==== Material for this exercise

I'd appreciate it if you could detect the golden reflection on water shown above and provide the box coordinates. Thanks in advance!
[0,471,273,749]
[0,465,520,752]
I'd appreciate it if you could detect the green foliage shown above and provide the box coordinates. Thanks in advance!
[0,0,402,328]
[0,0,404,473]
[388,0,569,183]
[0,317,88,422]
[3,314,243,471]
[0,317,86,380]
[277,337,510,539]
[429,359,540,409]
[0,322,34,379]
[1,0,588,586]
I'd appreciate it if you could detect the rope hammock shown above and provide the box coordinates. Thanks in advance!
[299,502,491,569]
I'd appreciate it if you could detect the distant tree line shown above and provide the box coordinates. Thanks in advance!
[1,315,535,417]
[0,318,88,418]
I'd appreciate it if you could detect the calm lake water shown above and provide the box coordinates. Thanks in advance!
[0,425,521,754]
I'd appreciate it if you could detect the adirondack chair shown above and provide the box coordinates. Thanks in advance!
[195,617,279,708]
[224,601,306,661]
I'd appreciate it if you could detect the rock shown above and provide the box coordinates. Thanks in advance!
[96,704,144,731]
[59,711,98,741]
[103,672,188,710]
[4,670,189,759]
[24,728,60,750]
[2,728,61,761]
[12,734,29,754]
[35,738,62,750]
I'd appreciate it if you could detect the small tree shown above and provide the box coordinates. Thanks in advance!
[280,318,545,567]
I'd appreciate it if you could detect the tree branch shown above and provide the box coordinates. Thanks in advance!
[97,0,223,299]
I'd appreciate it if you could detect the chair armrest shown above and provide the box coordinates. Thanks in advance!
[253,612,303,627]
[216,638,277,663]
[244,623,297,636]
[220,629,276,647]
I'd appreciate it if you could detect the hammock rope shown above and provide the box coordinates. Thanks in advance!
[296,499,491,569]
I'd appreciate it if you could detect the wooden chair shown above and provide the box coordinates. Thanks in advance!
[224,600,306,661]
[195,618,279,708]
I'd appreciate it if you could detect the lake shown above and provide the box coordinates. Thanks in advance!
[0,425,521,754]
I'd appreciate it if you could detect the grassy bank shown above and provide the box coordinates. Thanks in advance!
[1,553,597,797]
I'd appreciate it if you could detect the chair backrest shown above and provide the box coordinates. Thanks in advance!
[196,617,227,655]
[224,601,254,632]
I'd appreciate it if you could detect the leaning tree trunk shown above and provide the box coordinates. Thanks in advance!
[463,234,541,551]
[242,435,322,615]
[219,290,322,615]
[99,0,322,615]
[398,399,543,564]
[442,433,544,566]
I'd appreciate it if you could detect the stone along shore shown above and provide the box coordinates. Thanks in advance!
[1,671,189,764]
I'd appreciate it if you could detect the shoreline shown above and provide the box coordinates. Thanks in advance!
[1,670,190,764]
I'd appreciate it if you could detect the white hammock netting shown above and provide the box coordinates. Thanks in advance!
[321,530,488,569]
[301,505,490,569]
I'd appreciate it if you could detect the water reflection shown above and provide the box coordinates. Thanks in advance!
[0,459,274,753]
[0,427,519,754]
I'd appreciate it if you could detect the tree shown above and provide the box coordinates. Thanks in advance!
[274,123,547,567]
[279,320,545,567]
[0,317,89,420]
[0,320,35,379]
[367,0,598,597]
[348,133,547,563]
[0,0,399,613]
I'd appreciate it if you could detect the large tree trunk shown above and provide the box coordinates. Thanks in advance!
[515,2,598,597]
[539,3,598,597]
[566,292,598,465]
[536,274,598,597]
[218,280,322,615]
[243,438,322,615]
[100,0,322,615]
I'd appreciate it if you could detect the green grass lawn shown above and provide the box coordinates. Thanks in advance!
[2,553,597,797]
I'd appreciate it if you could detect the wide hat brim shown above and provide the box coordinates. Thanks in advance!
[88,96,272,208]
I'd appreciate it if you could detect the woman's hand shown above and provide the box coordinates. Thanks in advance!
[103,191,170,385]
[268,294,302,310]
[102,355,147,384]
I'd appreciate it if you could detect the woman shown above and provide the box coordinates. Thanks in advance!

========

> [Task requirements] I need all of the records above retyped exactly, please.

> [Written response]
I'd appreciate it if you could detect the golden reflection on water shown above and provide the box coordinates. Thanks in advance!
[0,471,273,749]
[0,465,520,752]
I'd appreciate it if you could detect the green foliage shown above and provide the box coordinates. Thanks in advance!
[0,0,402,328]
[0,0,404,473]
[388,0,569,183]
[0,317,88,422]
[3,314,243,471]
[0,317,86,380]
[277,337,510,539]
[429,359,540,409]
[0,322,34,379]
[1,0,588,586]
I'd appreciate it if you could detect the rope hammock shown above and provide the box coordinates. Thanks in advance!
[299,502,491,569]
I'd appreciate it if you could detect the distant tree line shown above and provide the box coordinates. Thanks in advance!
[1,315,535,417]
[0,318,88,418]
I'd appreciate it if you could detect the calm lake water shown above and provide the box coordinates. Thanks in advance!
[0,425,521,754]
I'd appreciate it if you could detect the adirondack chair shown above and provide the box coordinates. Thanks in advance!
[195,617,279,708]
[224,601,306,661]
I'd appreciate it if you could detect the rock shown above and provide the box coordinates. Thanks in advance!
[96,704,144,731]
[59,711,98,741]
[103,672,188,710]
[4,670,189,759]
[24,728,60,750]
[2,728,61,761]
[12,734,29,754]
[35,738,62,750]
I'd appreciate it if you could detect the small tree shown above and provide the box coordinates. Thanks in advance!
[280,318,545,567]
I'd appreciate it if you could detect the tree branch shown above and provide the box coordinates. Thanks in advance!
[97,0,223,299]
I'd appreciate it if you could detect the chair armrest shown above and provide the box coordinates. Thanks in advance!
[253,612,303,627]
[216,638,277,663]
[244,623,297,636]
[220,629,276,647]
I'd appreciate it if you could detect the hammock rope shown above and provide the box coordinates. Thanks in advance!
[296,499,491,569]
I'd appreciate it if you could detect the wooden chair shown above and provide the box coordinates. Thanks in advance!
[224,600,306,661]
[195,618,279,708]
I'd appreciate it if you could detect the lake shown above and provide the box coordinates. Thanks in advance!
[0,425,521,754]
I'd appreciate it if you could detect the grassy bank shown above and provide the box coordinates. Thanks in advance!
[1,553,597,797]
I'd appreciate it if you could detect the chair backrest shown above and provide the box coordinates. Thanks in advance!
[196,617,227,655]
[224,601,254,632]
I'd appreciate it if you could detect the leaning tree trunk shown above and provide the box coordinates. Thanks in advance!
[463,234,541,551]
[242,435,322,615]
[219,290,322,615]
[99,0,322,615]
[398,399,543,564]
[442,433,544,566]
I'd appreciate it if you could detect the stone along shore shown above and provide the box coordinates. Thanks in advance!
[1,671,189,764]
I'd appreciate it if you could detect the shoreline shown above and provide the box coordinates. Thanks in advance!
[1,670,190,764]
I'd appreciate it if you could detect the white hammock netting shown above and provide the box coordinates. Thanks in advance!
[321,530,488,569]
[301,505,490,569]
I'd appreciate it if you could detect the water reflection shown above and provide the box coordinates. Thanks in advance!
[0,459,274,753]
[0,427,519,754]
I'd appreciate it if you could detect the tree shown above and provide the box coordinates. Thanks in advance!
[274,123,547,567]
[279,320,545,567]
[0,317,89,420]
[0,320,35,379]
[367,0,598,597]
[348,133,547,563]
[0,0,399,613]
I'd appreciate it if you could detect the large tree trunk shown above and provide the box coordinates. Thanks in advance!
[515,2,598,597]
[539,3,598,597]
[566,292,598,465]
[536,274,598,597]
[218,280,322,615]
[243,438,322,615]
[100,0,322,615]
I'd appreciate it if you could detect the green grass lawn shown above and provide the box coordinates. Thanks in advance!
[2,553,597,797]
I'd appreciate it if you could detect the wide hat brim shown above and provide the box coordinates. Thanks in advance!
[88,96,272,208]
I'd appreciate it if you could detect the woman's hand shown above and provide the box coordinates. Thanks in advance!
[103,191,170,385]
[268,294,302,310]
[102,355,147,384]
I'd appreciate it if you could detect the woman shown above and provide the box coordinates. Thanks in advance!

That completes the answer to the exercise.